▶ [DOCUMENT SEGMENT]:
---
Some Criteria for Model Evaluation in Context of Cresit Scoring
It is impossible to use a scoring model effectively without knowing how accurate it is. First, one needs to select the best model according to some criteria for evaluating model performance. The methodology of credit scoring models and some measures of their quality have been discussed in surveys conducted by Hand and Henley (1997), Thomas (2000), and Crook at al. (2007). However, until just ten years ago, the general literature devoted to the issue of credit scoring was not substantial. Fortunately, the situation has improved in the last decade with the publication of works by Anderson (2007), Crook et al. (2007), Siddiqi (2006), Thomas et al. (2002), and Thomas (2009), all of which address the topic of credit scoring. The most used criteria in context of credit scoring are:
Gain or lift is a measure of the effectiveness of a classification model calculated as the ratio between the results obtained with and without the model. Gain and lift charts are visual aids for evaluating performance of classification models. However, in contrast to the confusion matrix that evaluates models on the whole population gain or lift chart evaluates model performance in a portion of the population.
---
Stored data entries:
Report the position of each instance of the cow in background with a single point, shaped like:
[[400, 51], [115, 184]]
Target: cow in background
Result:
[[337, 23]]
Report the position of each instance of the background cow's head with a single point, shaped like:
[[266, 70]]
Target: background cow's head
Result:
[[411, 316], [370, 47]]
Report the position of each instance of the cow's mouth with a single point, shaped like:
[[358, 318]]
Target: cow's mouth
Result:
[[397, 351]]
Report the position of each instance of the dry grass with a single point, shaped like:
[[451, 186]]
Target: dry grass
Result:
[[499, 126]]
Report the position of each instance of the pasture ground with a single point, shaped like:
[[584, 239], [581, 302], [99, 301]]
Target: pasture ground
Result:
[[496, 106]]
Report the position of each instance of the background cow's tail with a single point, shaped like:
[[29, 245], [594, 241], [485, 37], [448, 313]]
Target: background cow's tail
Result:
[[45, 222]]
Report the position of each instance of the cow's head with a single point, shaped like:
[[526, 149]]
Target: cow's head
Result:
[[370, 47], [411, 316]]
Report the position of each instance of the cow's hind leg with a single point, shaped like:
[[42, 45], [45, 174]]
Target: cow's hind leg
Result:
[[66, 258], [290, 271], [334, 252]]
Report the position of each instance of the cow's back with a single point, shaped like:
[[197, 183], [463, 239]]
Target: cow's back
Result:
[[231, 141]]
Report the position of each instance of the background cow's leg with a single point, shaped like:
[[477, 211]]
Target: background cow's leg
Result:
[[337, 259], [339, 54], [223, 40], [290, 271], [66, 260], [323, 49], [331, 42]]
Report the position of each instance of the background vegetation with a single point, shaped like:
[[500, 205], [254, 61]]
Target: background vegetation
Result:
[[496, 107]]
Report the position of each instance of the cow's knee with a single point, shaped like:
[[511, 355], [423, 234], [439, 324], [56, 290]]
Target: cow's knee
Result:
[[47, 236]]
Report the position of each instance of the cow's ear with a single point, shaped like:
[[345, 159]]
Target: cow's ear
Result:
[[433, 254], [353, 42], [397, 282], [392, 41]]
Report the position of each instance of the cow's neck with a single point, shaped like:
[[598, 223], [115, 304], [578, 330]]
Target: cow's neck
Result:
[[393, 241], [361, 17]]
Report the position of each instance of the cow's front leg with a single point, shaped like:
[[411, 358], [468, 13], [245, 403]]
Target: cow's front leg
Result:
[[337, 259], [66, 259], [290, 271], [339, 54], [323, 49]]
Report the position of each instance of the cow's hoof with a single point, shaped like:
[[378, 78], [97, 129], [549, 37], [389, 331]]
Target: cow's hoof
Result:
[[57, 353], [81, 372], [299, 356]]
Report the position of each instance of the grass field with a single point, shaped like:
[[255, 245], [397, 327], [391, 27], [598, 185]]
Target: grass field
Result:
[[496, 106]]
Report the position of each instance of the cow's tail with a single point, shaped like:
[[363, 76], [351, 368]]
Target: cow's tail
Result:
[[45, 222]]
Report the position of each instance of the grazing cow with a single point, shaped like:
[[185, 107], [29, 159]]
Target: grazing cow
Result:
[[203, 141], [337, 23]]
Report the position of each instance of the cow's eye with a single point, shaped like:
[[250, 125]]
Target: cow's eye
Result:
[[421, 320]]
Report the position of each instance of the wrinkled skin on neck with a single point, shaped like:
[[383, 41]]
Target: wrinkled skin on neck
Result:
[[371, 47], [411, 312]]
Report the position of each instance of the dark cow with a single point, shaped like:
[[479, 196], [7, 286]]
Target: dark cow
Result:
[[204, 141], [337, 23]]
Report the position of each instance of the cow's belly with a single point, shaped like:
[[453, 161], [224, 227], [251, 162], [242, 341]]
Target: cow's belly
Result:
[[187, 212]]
---
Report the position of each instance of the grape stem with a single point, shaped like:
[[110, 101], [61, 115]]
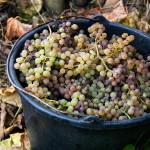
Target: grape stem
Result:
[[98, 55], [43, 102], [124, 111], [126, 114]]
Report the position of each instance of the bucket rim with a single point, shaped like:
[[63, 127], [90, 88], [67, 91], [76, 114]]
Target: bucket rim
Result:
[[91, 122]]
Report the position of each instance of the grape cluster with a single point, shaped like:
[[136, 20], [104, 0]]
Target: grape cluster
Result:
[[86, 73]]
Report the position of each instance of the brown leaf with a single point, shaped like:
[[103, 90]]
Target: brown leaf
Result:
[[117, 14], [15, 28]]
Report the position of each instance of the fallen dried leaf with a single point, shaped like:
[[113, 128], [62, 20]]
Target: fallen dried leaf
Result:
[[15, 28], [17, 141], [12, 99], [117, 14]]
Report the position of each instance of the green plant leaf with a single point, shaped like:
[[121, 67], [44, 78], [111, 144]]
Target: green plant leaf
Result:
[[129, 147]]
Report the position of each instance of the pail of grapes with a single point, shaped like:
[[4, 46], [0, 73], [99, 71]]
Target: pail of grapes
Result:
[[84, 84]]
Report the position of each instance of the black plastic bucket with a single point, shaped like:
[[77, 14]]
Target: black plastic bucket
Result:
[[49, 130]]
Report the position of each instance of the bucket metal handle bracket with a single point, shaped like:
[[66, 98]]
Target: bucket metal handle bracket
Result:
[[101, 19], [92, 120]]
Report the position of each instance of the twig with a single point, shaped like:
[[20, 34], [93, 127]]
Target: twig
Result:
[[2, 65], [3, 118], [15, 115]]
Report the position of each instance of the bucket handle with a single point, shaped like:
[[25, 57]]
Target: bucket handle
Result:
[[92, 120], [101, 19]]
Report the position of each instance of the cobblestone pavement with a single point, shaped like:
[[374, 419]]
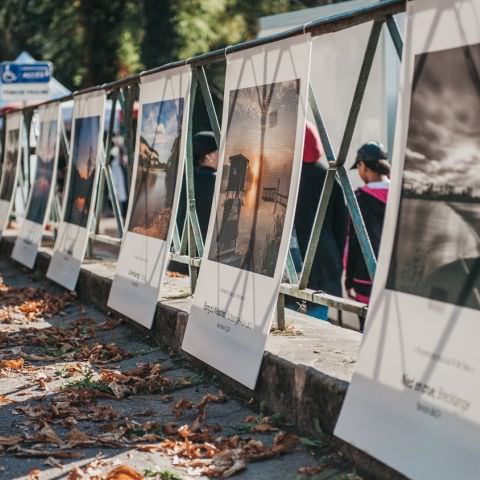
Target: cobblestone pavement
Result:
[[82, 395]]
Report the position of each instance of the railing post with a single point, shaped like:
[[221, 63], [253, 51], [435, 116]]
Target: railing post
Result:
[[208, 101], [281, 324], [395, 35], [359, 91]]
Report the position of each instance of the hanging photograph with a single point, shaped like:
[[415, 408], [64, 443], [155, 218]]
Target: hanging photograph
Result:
---
▶ [REQUIRED TASK]: How would you render this sentence from the credit scoring excerpt in Spanish: "Gain and lift charts are visual aids for evaluating performance of classification models."?

▶ [ANSWER BELOW]: Los gráficos de ganancia y de elevación son ayudas visuales para evaluar el rendimiento de los modelos de clasificación.